#### What you should do
Which lines in the items below contain the word "with"? Report each of those lines in full.

#### Dataset excerpts
++++++++++++++++++++
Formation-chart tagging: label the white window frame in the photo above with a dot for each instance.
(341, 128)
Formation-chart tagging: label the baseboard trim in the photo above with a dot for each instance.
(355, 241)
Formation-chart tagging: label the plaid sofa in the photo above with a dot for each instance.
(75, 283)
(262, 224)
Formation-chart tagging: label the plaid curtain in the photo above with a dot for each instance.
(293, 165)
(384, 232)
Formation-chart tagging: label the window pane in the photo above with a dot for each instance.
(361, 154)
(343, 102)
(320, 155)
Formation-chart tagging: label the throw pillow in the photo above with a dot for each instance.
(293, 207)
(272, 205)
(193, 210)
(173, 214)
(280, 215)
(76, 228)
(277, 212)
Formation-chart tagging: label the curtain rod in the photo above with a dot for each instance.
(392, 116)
++++++++++++++++++++
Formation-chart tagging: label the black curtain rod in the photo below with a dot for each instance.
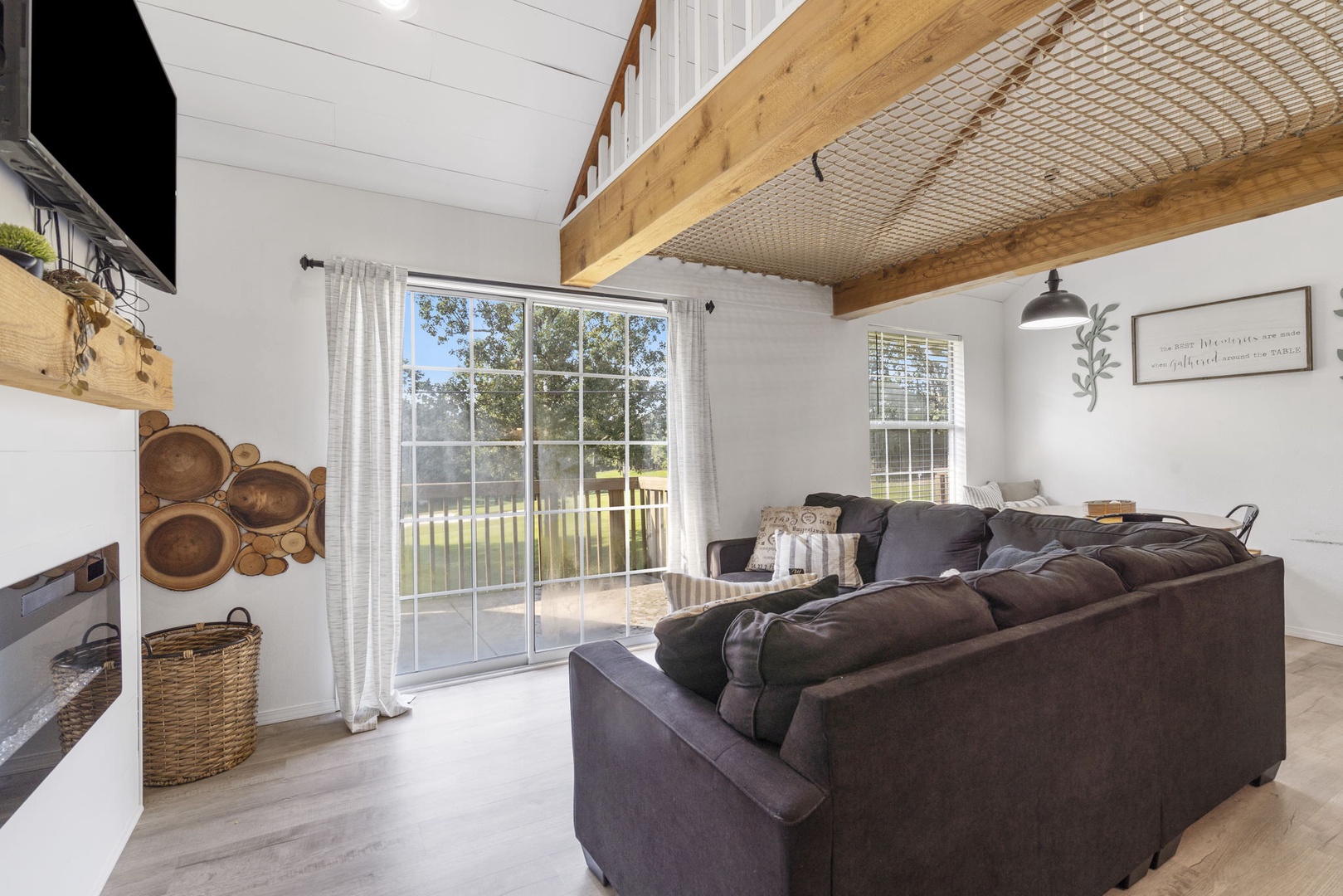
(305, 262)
++++++++++++++++++++
#### Answer
Formation-chart tagging: label the white window frame in the photo above with a dot for each instance.
Formation-chart tagging: label the baseboard trim in the photo above with a dot for each instance.
Formation-chart tagging: label the plaid sofa in the photo above with a dot for each instance.
Formation-chart tagging: label the plaid curtain in the photo above with a dot for each instance.
Formation-chart tagging: label the window pane in the photo above with a dot for each instance.
Formation-chart tagging: label the throw pillow in the photo above with a dot for each instance.
Formation-chart tagging: label the curtain rod in the photo above with a dot for each instance.
Formation-chart tagging: label the black curtain rod in the photo below with a dot for each instance.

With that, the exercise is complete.